Extract provided
# The Official person who waited the longest to get his S3 from tivo.com



## Kurthi (Sep 14, 2006)

While we all wanted to be the FIRST to have an S3 TiVo, that time has past.  

But you can be the person here who waited the longest to get one. Since I just got my 2nd order confirmation tonight (3:57pm ET). I suspect that I'll get my shipping confirmation email tomorrow afternoon. I should have my S3 by sometime Wednesday. BTW I ordered 10:30am ET 9/12/2006 Overnight.

I'll bump this thread once I get mine on Wednesday. If you get one later. please post.

Who will be the TiVo customer who most deserves to complain.

What an honour this will be.


----------



## zordude (Sep 23, 2003)

I got my second email confirmation Yesterday at about 9pm.

No Shipping confirmation yet.

Ordered 9:15am Eastern 9/12/2006 Overnight.

Exercise tasks
A) In the TiVo S3 order thread, on what day does Kurthi expect to receive the S3?
B) Extend the TiVo S3 order thread with further posts that pick up after its final line.
The data that come after the thread have nothing to do with it.

Records from a point labeling set:
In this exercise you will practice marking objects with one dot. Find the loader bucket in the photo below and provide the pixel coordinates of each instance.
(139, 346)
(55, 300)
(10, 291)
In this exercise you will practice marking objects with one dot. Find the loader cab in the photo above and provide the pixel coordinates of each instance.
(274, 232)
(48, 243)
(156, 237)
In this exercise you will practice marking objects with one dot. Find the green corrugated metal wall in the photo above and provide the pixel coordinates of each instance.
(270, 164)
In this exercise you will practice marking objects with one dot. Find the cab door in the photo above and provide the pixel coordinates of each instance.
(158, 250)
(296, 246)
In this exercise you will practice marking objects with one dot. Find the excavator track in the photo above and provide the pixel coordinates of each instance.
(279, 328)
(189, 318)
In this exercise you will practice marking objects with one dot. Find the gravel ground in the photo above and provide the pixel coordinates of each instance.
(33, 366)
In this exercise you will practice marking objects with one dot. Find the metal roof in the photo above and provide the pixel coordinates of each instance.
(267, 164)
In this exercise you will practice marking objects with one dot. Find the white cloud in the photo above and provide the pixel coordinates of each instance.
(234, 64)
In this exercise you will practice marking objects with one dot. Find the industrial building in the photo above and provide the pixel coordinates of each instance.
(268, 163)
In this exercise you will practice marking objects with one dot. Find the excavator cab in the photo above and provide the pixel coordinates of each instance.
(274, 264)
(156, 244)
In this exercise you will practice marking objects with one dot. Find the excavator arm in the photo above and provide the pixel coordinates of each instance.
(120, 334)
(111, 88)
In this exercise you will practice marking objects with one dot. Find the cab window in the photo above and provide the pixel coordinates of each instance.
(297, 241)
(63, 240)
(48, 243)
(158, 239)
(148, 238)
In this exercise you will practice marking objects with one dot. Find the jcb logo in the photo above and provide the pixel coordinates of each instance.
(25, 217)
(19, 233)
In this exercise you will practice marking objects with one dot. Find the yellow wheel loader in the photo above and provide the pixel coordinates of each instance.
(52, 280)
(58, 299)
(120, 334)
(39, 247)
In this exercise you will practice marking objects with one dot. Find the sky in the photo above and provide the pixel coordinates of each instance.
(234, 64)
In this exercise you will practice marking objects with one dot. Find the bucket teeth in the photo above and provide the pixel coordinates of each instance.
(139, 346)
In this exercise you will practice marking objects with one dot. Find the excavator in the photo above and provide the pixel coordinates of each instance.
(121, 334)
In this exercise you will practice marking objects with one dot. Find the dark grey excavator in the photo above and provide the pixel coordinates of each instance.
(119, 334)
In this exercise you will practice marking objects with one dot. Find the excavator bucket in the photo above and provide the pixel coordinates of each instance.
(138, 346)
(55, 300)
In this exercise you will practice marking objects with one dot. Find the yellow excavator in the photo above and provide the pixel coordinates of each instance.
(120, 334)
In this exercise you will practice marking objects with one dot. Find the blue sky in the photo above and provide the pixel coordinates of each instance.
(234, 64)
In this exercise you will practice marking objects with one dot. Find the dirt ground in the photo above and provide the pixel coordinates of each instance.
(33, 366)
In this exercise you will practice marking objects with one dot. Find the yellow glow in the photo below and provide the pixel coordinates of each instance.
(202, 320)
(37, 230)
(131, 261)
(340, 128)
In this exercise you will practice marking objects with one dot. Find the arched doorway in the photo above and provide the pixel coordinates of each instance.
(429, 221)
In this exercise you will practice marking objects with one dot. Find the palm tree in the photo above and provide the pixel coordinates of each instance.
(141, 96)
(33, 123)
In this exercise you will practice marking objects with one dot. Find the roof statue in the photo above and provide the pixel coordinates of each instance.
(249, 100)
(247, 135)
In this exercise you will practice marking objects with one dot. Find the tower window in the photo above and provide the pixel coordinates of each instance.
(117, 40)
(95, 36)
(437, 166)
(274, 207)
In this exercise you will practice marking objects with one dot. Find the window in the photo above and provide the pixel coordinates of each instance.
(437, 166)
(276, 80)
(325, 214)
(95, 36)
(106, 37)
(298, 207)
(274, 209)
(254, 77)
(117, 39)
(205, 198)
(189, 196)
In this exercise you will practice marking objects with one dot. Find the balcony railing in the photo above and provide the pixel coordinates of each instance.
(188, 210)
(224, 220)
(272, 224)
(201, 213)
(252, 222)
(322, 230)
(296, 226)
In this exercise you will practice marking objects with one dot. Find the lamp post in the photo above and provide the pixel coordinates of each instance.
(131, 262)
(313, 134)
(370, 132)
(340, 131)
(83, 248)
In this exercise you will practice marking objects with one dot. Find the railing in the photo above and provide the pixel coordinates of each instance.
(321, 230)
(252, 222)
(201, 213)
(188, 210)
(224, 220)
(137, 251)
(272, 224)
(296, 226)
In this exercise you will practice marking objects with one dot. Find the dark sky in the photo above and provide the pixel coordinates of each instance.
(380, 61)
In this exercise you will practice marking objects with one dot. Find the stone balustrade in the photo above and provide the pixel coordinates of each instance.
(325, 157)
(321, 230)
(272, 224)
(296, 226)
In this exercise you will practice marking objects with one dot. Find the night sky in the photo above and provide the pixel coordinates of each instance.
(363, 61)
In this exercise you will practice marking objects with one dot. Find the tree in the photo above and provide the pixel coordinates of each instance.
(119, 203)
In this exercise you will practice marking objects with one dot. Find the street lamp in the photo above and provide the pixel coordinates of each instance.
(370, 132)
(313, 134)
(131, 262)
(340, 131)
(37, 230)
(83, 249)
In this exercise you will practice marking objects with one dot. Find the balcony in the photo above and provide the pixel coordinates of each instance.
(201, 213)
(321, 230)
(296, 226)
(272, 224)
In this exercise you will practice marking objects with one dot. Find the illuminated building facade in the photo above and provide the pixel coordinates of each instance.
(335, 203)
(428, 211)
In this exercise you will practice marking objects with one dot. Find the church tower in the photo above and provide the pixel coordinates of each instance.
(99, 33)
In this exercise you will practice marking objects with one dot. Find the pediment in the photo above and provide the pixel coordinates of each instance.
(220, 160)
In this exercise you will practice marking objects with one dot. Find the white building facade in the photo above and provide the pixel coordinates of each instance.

Expected responses
A) Kurthi expects to have the S3 sometime Wednesday.

B)
Z


----------



## tunnelengineer (Jul 21, 2006)

it's looking good for me on this. I ordered tuesday AM and haven't received a hint of a second email confirmation or shipping info.......

I think I am leading the pack so far....


----------



## cotton168 (Aug 8, 2006)

Still waiting...No e-mail confirmation of shipment. I did receive 2 order confirmations.


----------



## laserguns (Jun 26, 2005)

i ordered at 8:45 Am EST 

got confirm email 
got excessive orders email
today got new order email that states I placed the order on the 18th (today).

If I have to wait 48hrs again for processing, then I may just have the longest wait time.


----------



## Donbadabon (Mar 5, 2002)

Ordered at 3:38 Pm last Tuesday.
Got my 2nd new order e-mail today.
But, the address in this new e-mail is an address I had 2 years ago!

When I called TiVo to ask what was going on, they said their database has my latest address (and they confirmed it by reading it off to me), and that they had no idea where this latest e-mail came from....


----------



## Ames (Sep 18, 2006)

I might have a shot at this. Ordered mid day 9/12. I have received my second order confirmation. No tracking number. I ordered it ground, this might be my key to victory.


----------



## TiVotion (Dec 6, 2002)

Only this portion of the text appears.